EXERCISE: Gather every line in the records below that contains the string "blurred", treating uppercase and lowercase as different.

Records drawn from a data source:
——————

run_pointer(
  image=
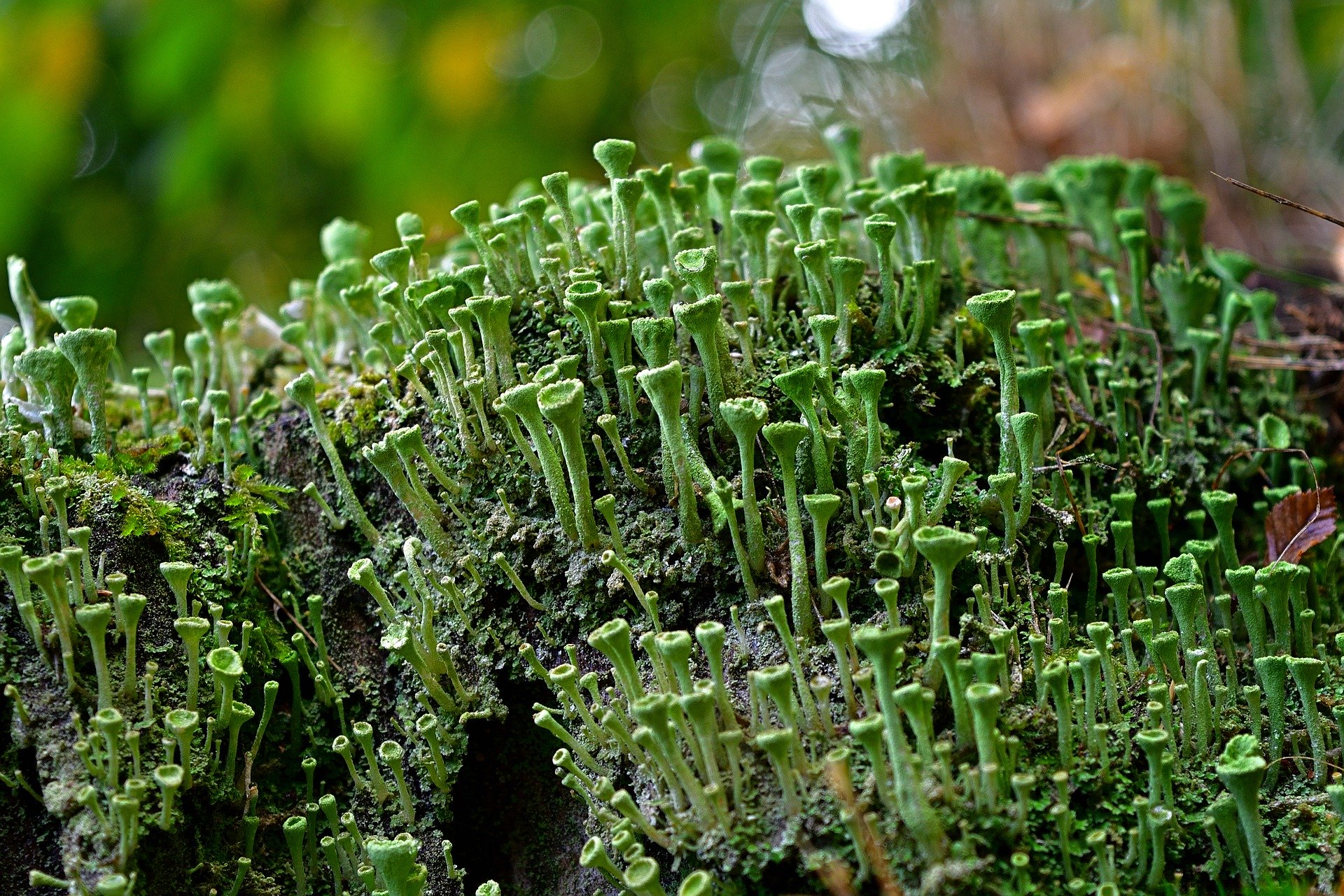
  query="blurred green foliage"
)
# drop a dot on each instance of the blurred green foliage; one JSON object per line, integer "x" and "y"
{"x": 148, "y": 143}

——————

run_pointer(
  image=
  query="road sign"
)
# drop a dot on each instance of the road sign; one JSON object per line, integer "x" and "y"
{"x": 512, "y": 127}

——————

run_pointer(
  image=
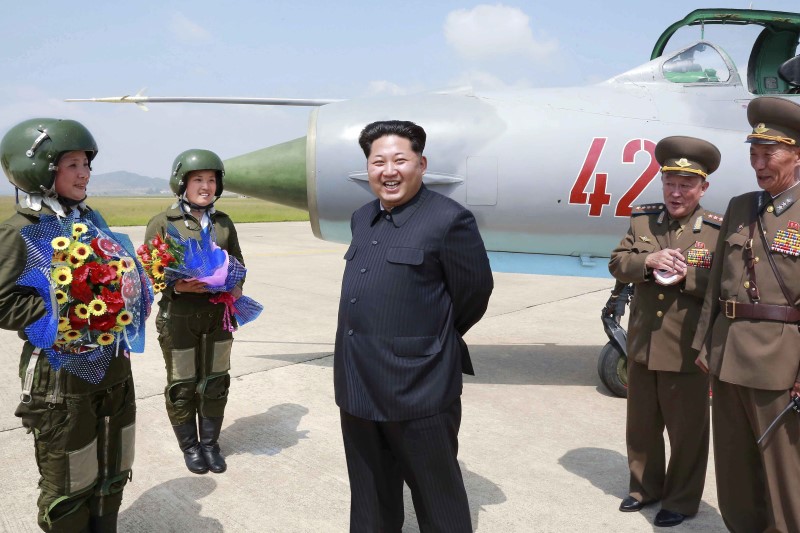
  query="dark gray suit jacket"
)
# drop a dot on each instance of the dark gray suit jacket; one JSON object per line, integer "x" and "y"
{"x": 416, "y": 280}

——————

EXERCISE OUTPUT:
  query="blurred green foliage"
# drop a dot on each instance of the blurred green foliage; one JSON object per line, integer "x" and "y"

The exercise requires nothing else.